■ Zadania:
[1] Odpowiedz krótko na podstawie tekstu o spotkaniu opłatkowo-noworocznym w Bagnie:
(a) W jakim dniu odbyło się pierwsze spotkanie?
(b) Jaki jubileusz miało ono uczcić?
(c) Kiedy takie spotkania odbywają się odtąd?
[2] Dopisz dalszy ciąg tekstu o spotkaniu opłatkowo-noworocznym w Bagnie, zaczynając po jego ostatnim zdaniu.

■ Tekst źródłowy:

※

Pełniłem wówczas obowiązki rektora Wyższego Seminarium Duchownego
Salwatorianów w Bagnie. Udaliśmy się do Pani Poseł wraz z ks. Dariuszem
Partyką, ekonomem Seminarium, aby ją osobiście zaprosić do udziału w
pierwszym spotkaniu opłatkowo-noworocznym samorządowców i
parlamentarzystów Ziemi Dolnośląskiej organizowanym w gmachu naszego
Seminarium w dniu 13 stycznia 2007 roku. Pani Poseł chętnie przyjęła
zaproszenie i przyjechała do Bagna.
To był mój pomysł dla uczczenia jubileuszu 125-lecia
istnienia Zgromadzenia Salwatorianów. Jubileusz przypadał faktycznie w
2006 roku. Jednak jesienią tego roku odbywały się wybory samorządowe.
Nie chciałem, by inicjatywa spotkania parlamentarzystów i samorządowców
była odczytywana jako element kampanii wyborczej. Innym powodem, który
mi przyświecał w organizacji tego spotkania była chęć jednoczenia osób
odpowiedzialnych za losy Polski i małej ojczyzny trzebnicko-obornickiej,
niezależnie od opcji politycznej. Z perspektywy czasu można powiedzieć,
że to była trafiona inicjatywa. Odtąd takie spotkania odbywają się
każdego roku w drugą sobotę stycznia.

※

■ Dane wejściowe:
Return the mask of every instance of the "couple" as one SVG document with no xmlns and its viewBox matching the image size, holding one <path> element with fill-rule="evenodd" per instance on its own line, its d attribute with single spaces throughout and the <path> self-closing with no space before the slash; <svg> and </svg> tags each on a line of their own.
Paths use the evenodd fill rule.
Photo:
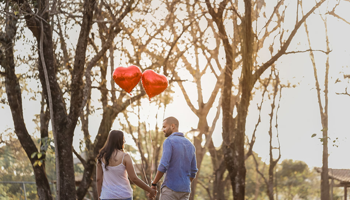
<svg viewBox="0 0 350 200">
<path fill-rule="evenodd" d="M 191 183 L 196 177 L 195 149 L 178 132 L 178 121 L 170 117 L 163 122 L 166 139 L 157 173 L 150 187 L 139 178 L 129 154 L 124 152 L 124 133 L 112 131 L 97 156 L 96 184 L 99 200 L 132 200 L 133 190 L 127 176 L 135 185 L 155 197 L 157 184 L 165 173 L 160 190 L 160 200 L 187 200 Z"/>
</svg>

※

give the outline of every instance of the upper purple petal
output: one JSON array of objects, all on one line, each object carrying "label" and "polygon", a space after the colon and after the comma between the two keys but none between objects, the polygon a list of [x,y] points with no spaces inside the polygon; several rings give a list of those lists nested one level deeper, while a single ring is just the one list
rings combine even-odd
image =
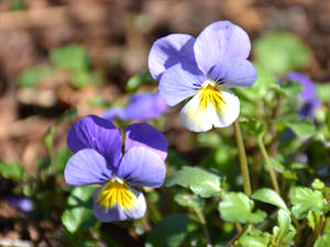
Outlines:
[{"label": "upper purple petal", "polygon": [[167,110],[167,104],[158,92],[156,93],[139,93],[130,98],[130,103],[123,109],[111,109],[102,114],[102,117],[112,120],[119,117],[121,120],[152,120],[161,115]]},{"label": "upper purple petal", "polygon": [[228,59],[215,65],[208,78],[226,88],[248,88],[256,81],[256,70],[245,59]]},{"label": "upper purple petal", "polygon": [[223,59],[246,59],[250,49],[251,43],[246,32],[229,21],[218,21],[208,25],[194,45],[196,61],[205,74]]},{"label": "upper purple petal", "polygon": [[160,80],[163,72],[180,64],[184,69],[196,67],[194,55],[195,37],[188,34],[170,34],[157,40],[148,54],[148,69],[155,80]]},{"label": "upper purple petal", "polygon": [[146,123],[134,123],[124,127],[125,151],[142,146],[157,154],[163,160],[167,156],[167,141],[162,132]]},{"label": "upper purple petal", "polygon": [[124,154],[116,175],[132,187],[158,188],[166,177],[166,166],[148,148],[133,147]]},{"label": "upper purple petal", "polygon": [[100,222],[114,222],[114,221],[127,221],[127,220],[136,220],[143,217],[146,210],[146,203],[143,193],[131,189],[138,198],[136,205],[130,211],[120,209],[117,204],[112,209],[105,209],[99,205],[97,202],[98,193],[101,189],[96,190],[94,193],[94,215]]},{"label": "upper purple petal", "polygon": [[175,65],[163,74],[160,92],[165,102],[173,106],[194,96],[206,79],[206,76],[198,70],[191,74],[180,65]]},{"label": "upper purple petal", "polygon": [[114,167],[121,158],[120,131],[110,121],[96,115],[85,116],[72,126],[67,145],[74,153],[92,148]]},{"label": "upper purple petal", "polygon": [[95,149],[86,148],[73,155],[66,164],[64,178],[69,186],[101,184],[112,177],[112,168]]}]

※

■ Odpowiedzi:
[1]
(a) 13 stycznia 2007 roku.
(b) Jubileusz 125-lecia istnienia Zgromadzenia Salwatorianów.
(c) Każdego roku w drugą sobotę stycznia.

[2]
Odwzajemniona życzliwość
W następnych latach przyszły kolejne spotkania i
rozmowy. Pani Aleksandra Natalli-Świat była mile witanym gościem w
Seminarium w Bagnie na uroczystej inauguracji roku akademickiego, jak
również wspomnianych spotkaniach parlamentarzystów dolnośląskich i
samorządowców ziemi trzebnicko-wołowskiej. Jej obecność nie ograniczała
się do oficjalnego przyjazdu, ale zawsze była sposobnością do szczerych
osobistych rozmów. W pamięci zapadł mi szczególnie przyjazd na drugie
takie spotkanie w dniu 12 stycznia 2008 roku. Przyjechała wtedy do Bagna
z opóźnieniem. Było ono spowodowane jej udziałem w konwencji Prawa i
Sprawiedliwości w Warszawie, na której została wybrana wiceprezesem
partii. Z Warszawy przyleciała samolotem do Wrocławia, następnie
przyjechała prosto do Bagna, by wziąć udział w spotkaniu.
Z kolei dzięki jej zaproszeniom dane mi było wziąć udział w
niektórych spotkaniach czy konferencjach naukowych poświęconych sprawom
Ojczyzny i Ziemi Dolnośląskiej.
Oprócz oficjalnych spotkań, szczególnie w mojej pamięci
pozostaną osobiste spotkania i rozmowy z Aleksandrą Natalli-Świat.
Urzekała w nich swoim ciepłem, biegłością i rzetelnością w sprawach
społecznych oraz ogromnym taktem w wypowiadaniu ocen politycznych. Nie
było w niej często spotykanej niestety u polityków zjadliwości i
arogancji.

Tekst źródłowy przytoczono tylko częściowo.